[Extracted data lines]
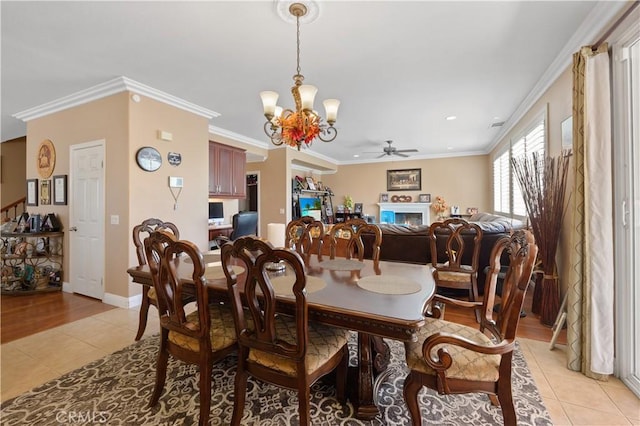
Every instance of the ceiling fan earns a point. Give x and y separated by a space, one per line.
392 150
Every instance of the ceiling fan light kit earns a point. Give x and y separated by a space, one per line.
392 150
302 125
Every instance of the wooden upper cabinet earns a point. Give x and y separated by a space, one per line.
226 171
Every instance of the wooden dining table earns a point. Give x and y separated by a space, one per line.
377 302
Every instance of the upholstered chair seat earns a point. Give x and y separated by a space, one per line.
222 330
467 364
324 343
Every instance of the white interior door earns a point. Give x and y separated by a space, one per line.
626 103
86 219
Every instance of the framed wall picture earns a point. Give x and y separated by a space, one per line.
45 192
567 133
60 190
424 198
404 180
46 159
311 184
32 192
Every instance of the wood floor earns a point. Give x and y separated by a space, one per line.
23 316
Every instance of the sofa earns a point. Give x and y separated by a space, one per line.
406 243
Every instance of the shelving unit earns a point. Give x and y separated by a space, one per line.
31 262
326 203
344 216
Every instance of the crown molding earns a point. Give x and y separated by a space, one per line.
108 88
594 24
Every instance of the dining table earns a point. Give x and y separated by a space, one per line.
375 299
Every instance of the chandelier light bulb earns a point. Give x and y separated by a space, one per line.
269 100
331 109
307 95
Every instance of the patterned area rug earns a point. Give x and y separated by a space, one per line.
115 390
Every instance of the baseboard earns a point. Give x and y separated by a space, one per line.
122 302
112 299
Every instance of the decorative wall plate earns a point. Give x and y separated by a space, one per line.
174 158
149 159
45 158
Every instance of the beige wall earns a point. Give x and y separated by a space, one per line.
13 170
558 100
150 195
462 181
130 192
102 119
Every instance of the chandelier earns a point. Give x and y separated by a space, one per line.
302 125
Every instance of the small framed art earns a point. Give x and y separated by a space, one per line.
311 184
60 190
45 192
404 180
424 198
32 192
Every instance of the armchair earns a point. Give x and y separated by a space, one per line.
451 358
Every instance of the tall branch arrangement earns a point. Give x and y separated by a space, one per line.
543 182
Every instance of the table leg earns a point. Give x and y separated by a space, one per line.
373 360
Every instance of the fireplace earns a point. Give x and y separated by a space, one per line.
405 213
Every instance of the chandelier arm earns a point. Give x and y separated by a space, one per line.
272 130
298 44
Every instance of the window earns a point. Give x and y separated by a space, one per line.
507 196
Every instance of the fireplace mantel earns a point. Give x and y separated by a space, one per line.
408 208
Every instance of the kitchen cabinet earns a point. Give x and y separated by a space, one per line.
226 171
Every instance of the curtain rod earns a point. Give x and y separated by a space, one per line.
606 35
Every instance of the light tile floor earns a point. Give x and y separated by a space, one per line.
570 397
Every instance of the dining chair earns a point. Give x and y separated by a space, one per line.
305 235
451 358
201 337
345 239
140 232
287 351
455 253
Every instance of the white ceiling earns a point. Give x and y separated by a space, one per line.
399 68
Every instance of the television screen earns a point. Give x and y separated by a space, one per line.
310 207
216 211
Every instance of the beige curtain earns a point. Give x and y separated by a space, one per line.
590 317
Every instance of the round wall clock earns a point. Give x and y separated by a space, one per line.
149 159
45 159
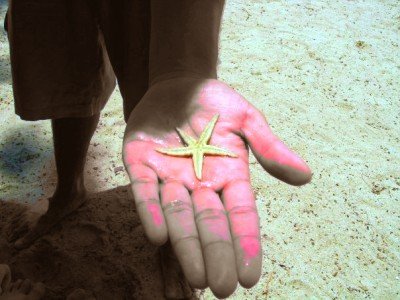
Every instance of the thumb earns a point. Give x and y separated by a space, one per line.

- **Task statement**
Rewrite all of these lines, substituting "gets a marker" for every occurrence of "earns a point" and changing nothing else. Omit the pictures from your answer.

- **Solution for this exercise**
Every instance of the ceiling fan gets a marker. Give x and y separated by a space, one per line.
392 150
Every instance of the ceiling fan light kit gets a marker. Give x and y separated by a space, one per line.
392 150
302 125
Every instance of the wooden upper cabinet gets a marker. Give x and y separated by a space, one per line.
226 171
Every instance of the wooden dining table gets a marker. Give x and y separated by a space, one per line.
377 302
Every instance of the upholstered chair seat gets a marker. Give x and y separated by a space, one per line.
222 330
467 364
324 343
Every instance of the white interior door gets a marker. Give x and y separated by a space, one per line.
626 103
86 219
Every instance of the framed wall picture gets a marker. Give x and y separated by a space, one per line.
45 192
567 133
60 190
424 198
404 180
46 159
311 184
32 192
Every instance of the wood floor gets a marker. Give x and y separated by a space, one per line.
23 316
Every instance of the sofa gets a marker. Give x and y separated by a space, one per line.
406 243
Every instance of the shelving unit gets a marker. Give x and y separated by a space, one per line.
31 262
326 203
344 216
Every instance of the crown molding gets a marker. Give x and y separated by a space, one per line.
108 88
594 24
Every instance of the dining table gets a marker. Give x and y separated by a space, one per line.
375 299
Every instance of the chandelier light bulb gets a marker. Give x and y separated by a space, one per line.
269 100
331 109
307 95
Every instance of the patterned area rug gets a marker. Give x and y separated by a space, one per line.
115 390
Every instance of the baseboard gets a marker. Give x and y separated by a space, one per line.
122 302
112 299
Every instance of the decorative wall plate gets a marker. Give x and y separated by a space, one per line.
174 158
149 159
45 158
Every instance of the beige wall gets a marker. Give x and y separated by a space, one per line.
13 170
558 100
150 195
462 181
130 192
102 119
Every instance of the chandelier gets a marker. Give x and y separated by a space, one per line.
302 125
Every instance of the small framed art gets a marker. Give x and y separated by a space, one per line.
311 184
60 190
45 192
404 180
424 198
32 192
Every instance of the armchair gets a marker. Give x and y separated by a space, one per line.
451 358
Every instance of the tall branch arrangement gets a marker. Give x and y separated by a space, one per line.
543 182
Every instance of the table leg gets a marker. Give x and y separated by a space, one per line.
373 360
Every instance of the fireplace gets a marker. Give x and y separated by a space, one per line.
405 213
Every instance of the chandelier arm gets a marker. Give x and y separated by a space, one per line.
272 130
298 44
Every instance of the window gets a marker. Give x and y separated by a space, one per line.
507 196
Every instance of the fireplace mantel gets a marker. Give x and y separated by a space, one per line.
408 208
Every instance of the kitchen cabinet gets a marker. Give x and y separated by a space, one per line.
226 171
Every instance of the curtain rod gets a marker. Give x and y separated by a space, one per line.
606 35
Every instance of the light tile floor gets a marker. Give x and y separated by a space, one per line.
570 397
Every instance of the dining chair gets a marker. Give x and y separated by a space, one per line.
305 235
451 358
201 337
345 239
140 232
287 351
455 253
Every instance of the white ceiling gets a marker. Give x and y separated by a space, one per line.
399 68
Every instance of the television screen gets a marker. Give x and y separated by a space, one per line.
310 207
216 211
Every instance of the beige curtain gets a marker. Give x and y separated by a space, one per line.
590 317
Every instance of the round wall clock gets a marker. Give x and y separated by a space, one per line.
149 159
45 159
Every instance of the thumb gets a marker. Give x and y separated by a space, one per line.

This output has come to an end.